FRAGMENTO »
Recuperamos para ello el titulo
del provocador artículo de Hardin (1968) en el que establecía que lo
que no tiene un dueño concreto bien definido, está destinado a la
degradación y devastación. Hasta entonces bienes o recursos como la
calidad del aire, las aguas superficiales y subterráneas, las
pesquerías, los pastizales habían quedado al margen de las
preocupaciones de ecólogos y economistas. Como señalan González de
Molina et al. (2002 ) quizás por su calidad y cantidad aún no
comprometían el crecimiento económico y a la viabilidad a largo plazo
de las actividades productivas. Dichos recursos no se habían
considerado bienes económicos (Naredo, 2010) o aún permanecíamos en el
escenario de “mundo vacio” (Daly, 1966). Buena parte del debate se
centró en qué tipo de propiedad permite un manejo viable de los
recursos comunes. Hardin postulaba dos alternativas frente a los bienes
que no son de nadie, la propiedad privada como mejor solución y la
intervención del Estado. Vemos sin embargo que los ejemplos de bienes
públicos -administrados o tutelados por el Estado- que se encuentran
sometidos a apropiación y degradación, son numerosos. Parecería que el
Estado no es un buen propietario. No solo por ocupaciones ilegales o
abusos, caso flagrante de numerosas vías pecuarias, sino también por
errores de gestión, debidos a la escasa implicación y conocimiento
directo de la funcionalidad de los recursos y su manejo, con visiones
parciales sobre los mismos. Pensemos por ejemplo en actuaciones,
algunas de ellas ocurrencias muy poco contrastadas, relacionadas con la
prescripción innecesaria de prácticas tradicionales, como el pastoreo
o uso del fuego para control del matorral en pastos de montaña
atlántica, o algunas reforestaciones con ausencia de un suelo adecuado,
realizadas en espacios de gestión pública, que no se evalúan,
comprometen y degradan el patrimonio e impiden otros usos.

TAREAS PENDIENTES »
**A)** Resume con menos palabras el párrafo del fragmento que empieza por "Recuperamos para ello el titulo" y conserva sus datos principales.
**B)** Enumera todas las obras que el fragmento cita con autor y año.
No hace falta consultar los registros.

DATOS EXTRAÍDOS »

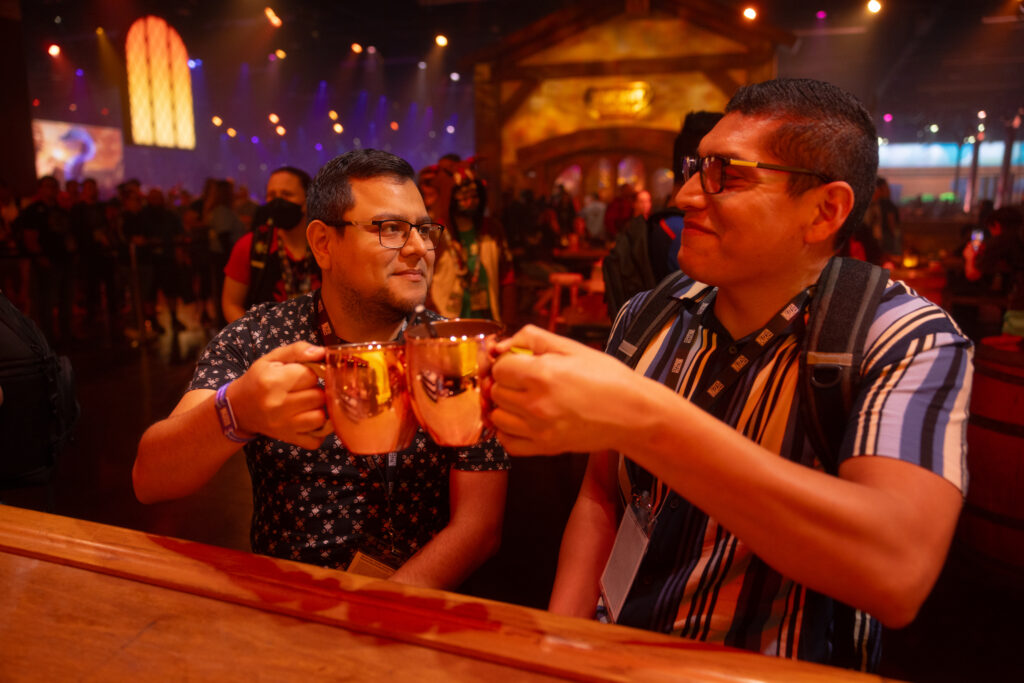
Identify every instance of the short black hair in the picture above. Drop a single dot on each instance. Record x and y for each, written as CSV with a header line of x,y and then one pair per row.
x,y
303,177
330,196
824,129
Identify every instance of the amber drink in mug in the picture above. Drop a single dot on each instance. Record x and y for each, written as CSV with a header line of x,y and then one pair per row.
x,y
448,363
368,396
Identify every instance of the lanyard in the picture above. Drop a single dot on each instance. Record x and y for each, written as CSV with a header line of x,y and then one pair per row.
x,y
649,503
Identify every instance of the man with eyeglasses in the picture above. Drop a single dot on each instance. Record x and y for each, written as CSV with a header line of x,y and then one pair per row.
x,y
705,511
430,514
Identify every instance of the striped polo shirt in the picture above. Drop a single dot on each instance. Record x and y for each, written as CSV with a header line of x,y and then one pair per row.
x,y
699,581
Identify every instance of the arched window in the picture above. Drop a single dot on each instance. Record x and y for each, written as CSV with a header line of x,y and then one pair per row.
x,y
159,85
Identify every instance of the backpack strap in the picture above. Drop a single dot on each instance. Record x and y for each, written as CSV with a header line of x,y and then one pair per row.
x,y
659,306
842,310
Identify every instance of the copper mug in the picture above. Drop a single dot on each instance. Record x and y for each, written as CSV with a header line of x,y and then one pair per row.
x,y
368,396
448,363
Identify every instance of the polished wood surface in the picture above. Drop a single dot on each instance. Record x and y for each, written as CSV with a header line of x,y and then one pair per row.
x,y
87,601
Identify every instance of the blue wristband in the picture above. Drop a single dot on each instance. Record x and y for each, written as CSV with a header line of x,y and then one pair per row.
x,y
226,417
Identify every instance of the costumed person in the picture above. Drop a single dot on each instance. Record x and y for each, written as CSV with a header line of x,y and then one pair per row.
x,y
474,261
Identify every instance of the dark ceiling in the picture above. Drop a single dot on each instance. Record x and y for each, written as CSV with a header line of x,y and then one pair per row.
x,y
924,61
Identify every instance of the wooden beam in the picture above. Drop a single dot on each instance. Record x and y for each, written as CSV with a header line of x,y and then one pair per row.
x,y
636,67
...
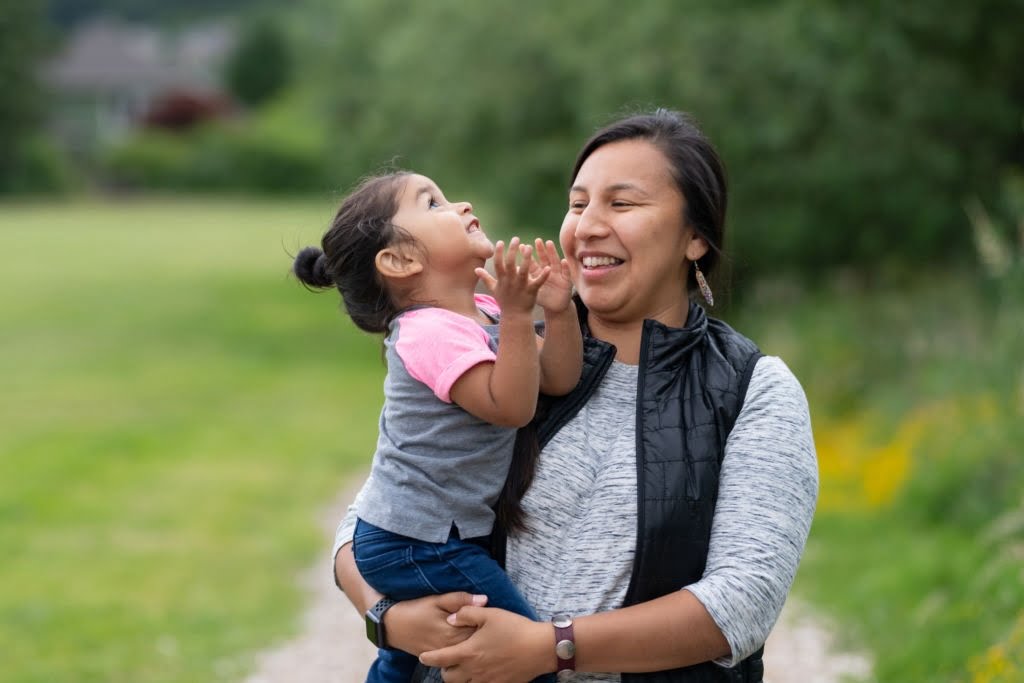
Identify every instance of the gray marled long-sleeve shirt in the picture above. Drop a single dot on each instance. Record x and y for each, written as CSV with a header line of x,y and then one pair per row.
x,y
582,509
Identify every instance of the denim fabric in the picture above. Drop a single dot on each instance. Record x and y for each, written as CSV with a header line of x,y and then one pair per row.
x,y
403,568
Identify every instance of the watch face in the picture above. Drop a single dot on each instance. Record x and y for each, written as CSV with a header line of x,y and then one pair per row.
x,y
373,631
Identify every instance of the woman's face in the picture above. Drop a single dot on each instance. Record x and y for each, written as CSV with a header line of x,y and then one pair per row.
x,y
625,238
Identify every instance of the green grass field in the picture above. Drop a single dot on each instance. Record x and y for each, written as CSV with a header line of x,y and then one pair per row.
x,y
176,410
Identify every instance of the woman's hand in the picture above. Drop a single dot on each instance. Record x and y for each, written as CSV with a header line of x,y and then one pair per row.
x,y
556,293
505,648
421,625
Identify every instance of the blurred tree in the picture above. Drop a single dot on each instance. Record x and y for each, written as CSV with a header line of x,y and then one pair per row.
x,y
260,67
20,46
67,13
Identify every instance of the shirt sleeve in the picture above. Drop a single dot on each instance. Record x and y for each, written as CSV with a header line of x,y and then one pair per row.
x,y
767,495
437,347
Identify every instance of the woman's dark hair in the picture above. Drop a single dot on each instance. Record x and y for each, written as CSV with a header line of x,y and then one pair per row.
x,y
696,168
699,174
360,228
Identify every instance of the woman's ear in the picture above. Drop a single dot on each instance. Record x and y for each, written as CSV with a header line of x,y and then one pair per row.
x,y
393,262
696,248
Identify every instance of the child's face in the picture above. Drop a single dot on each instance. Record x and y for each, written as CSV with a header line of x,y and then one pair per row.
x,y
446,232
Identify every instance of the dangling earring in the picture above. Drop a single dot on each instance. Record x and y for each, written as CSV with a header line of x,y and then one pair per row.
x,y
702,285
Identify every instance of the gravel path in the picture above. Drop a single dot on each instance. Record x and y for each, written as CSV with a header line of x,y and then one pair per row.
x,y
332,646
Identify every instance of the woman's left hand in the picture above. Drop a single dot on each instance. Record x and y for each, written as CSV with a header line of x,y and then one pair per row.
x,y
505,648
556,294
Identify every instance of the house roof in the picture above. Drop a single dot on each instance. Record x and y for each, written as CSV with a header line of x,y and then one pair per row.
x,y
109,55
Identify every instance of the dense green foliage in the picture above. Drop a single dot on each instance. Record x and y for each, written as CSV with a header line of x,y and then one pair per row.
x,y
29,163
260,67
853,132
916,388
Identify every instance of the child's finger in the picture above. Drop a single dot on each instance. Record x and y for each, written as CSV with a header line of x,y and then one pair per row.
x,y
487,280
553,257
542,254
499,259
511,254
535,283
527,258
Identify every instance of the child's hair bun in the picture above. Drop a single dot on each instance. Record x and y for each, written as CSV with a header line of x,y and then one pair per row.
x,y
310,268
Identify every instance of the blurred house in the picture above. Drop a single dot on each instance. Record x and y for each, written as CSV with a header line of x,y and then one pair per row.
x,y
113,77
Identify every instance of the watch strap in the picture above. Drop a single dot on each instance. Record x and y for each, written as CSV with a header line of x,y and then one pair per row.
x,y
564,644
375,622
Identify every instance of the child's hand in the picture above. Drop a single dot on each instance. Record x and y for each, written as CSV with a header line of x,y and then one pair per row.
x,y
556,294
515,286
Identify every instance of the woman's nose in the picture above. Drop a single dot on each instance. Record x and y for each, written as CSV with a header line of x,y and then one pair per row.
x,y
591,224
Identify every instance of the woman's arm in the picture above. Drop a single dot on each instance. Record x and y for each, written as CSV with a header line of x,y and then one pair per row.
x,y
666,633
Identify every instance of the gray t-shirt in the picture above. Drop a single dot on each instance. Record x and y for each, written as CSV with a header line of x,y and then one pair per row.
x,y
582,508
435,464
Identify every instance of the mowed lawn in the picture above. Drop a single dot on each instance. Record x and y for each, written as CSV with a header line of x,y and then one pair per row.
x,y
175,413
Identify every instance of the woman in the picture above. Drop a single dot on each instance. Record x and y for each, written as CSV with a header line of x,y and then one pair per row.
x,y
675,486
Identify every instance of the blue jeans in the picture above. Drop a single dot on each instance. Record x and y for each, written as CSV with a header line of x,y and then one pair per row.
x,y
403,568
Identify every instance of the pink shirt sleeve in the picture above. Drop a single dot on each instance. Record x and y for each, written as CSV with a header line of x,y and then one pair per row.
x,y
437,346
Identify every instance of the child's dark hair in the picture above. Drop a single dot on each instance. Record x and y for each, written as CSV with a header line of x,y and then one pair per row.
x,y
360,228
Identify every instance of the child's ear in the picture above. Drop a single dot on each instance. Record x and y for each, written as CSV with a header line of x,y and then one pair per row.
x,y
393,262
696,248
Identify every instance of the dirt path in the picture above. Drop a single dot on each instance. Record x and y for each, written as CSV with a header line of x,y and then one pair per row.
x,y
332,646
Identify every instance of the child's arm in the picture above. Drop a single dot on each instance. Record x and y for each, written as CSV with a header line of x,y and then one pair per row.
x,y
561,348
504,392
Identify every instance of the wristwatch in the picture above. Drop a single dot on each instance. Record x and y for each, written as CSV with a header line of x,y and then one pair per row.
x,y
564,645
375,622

SOLUCIONES »
**A)** Se retoma el título del artículo de Hardin (1968), según el cual lo que no tiene un dueño bien definido acaba degradado y devastado. Hasta entonces, recursos como la calidad del aire, las aguas superficiales y subterráneas, las pesquerías y los pastizales no preocupaban a ecólogos ni a economistas. Quizá se debía a que aún no comprometían el crecimiento económico (González de Molina et al., 2002), a que no se consideraban bienes económicos (Naredo, 2010) o a que seguíamos en un "mundo vacío" (Daly, 1966). El debate se centró en qué tipo de propiedad permite un manejo viable de los recursos comunes. Hardin proponía dos alternativas: la propiedad privada, como mejor solución, y la intervención del Estado. Sin embargo, abundan los bienes públicos apropiados y degradados, y el Estado no parece un buen propietario. Esto ocurre por ocupaciones ilegales o abusos, como en muchas vías pecuarias. También se debe a errores de gestión causados por la escasa implicación y el poco conocimiento directo de los recursos. Ejemplos de ello son la prescripción innecesaria de pastoreo o de fuego en pastos de montaña atlántica y las reforestaciones sin suelo adecuado, actuaciones que no se evalúan y que degradan el patrimonio.

**B)**
- Hardin (1968)
- González de Molina et al. (2002)
- Naredo (2010)
- Daly (1966)